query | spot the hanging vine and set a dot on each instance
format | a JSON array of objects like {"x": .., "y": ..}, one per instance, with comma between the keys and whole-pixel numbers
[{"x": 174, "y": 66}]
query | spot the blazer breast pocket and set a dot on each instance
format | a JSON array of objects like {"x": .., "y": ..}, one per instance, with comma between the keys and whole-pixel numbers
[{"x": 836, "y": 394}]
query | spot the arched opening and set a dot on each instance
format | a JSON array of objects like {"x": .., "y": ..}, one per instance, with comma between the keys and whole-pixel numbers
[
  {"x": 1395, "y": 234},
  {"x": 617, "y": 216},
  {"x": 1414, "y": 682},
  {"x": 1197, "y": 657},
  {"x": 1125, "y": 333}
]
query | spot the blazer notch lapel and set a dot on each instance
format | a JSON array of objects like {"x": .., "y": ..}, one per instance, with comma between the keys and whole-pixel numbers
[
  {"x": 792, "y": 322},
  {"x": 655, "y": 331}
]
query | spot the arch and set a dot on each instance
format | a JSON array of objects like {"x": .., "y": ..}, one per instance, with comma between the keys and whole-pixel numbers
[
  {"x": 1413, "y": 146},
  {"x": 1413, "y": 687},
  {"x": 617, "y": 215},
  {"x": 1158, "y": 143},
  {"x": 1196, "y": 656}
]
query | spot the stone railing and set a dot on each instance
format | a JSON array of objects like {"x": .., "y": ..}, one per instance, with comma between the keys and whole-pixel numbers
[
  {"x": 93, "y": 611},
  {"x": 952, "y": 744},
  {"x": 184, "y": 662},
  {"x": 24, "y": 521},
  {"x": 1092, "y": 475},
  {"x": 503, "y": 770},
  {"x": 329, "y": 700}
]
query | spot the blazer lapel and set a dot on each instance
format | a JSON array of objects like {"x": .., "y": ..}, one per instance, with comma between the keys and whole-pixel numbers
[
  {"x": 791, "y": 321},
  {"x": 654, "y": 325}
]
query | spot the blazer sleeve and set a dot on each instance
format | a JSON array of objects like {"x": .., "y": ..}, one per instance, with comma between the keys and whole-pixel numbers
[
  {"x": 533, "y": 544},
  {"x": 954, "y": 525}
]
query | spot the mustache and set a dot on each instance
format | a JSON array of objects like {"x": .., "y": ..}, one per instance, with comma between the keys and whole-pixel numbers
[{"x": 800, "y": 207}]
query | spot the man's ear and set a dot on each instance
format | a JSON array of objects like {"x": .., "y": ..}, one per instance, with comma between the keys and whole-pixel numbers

____________________

Your task —
Copy out the entire listing above, character for character, with nothing changed or left out.

Expected answer —
query | spot the hanging vine and set a dot on each instance
format | a JSON array of objects like {"x": .., "y": ..}, one per instance, with comma between the keys and whole-pixel numbers
[{"x": 174, "y": 66}]
query | spot the blazer breast pocket and set a dot on each instance
format | a JSON array of objects like {"x": .., "y": ..}, one per instance, with comma between the keys and whole-pixel numbers
[{"x": 836, "y": 394}]
query | spot the arched opening and set a dot on each instance
format | a JSON array of objects like {"x": .., "y": ..}, one per instance, with comma between the keys and whole-pixel numbers
[
  {"x": 1395, "y": 234},
  {"x": 617, "y": 216},
  {"x": 1414, "y": 682},
  {"x": 1197, "y": 657},
  {"x": 1125, "y": 333}
]
query | spot the blazer notch lapel and set a dot on each instance
format | a JSON array of objects like {"x": .., "y": ..}, one per instance, with comma between the keys and whole-pixel numbers
[
  {"x": 792, "y": 322},
  {"x": 655, "y": 331}
]
query | spot the arch and set a dot on each instance
format | a JSON array of objects like {"x": .., "y": ..}, one per instance, with comma between the keys and whole-pixel numbers
[
  {"x": 1413, "y": 146},
  {"x": 1413, "y": 687},
  {"x": 617, "y": 215},
  {"x": 1158, "y": 143},
  {"x": 1196, "y": 656}
]
query | spot the stone railing and set a dot on each instance
format | a JSON array of objects like {"x": .., "y": ..}, one per instance, with comma between the keys and whole-pixel numbers
[
  {"x": 93, "y": 611},
  {"x": 952, "y": 744},
  {"x": 184, "y": 662},
  {"x": 24, "y": 521},
  {"x": 1092, "y": 475},
  {"x": 503, "y": 770},
  {"x": 329, "y": 700}
]
query | spot the blazer lapel and set a dot on each instance
format | a JSON array of objects like {"x": .., "y": ..}, one per instance, with comma between the keys and whole-pixel numbers
[
  {"x": 791, "y": 321},
  {"x": 654, "y": 325}
]
query | spot the blazer sleeve and set a dot on each instance
format | a JSON array of objects like {"x": .., "y": ..}, one per instance, with comma between the keys and whole-pixel numbers
[
  {"x": 533, "y": 544},
  {"x": 954, "y": 525}
]
query | spot the mustache and set a dot on each instance
format | a JSON array of objects like {"x": .., "y": ..}, one per instance, with comma between the keys and whole-pixel numbers
[{"x": 800, "y": 207}]
query | spot the man's ear and set a dot on each instance
format | a JSON array of objects like {"x": .., "y": ..}, one per instance, with comma between the keys and whole-pixel numbers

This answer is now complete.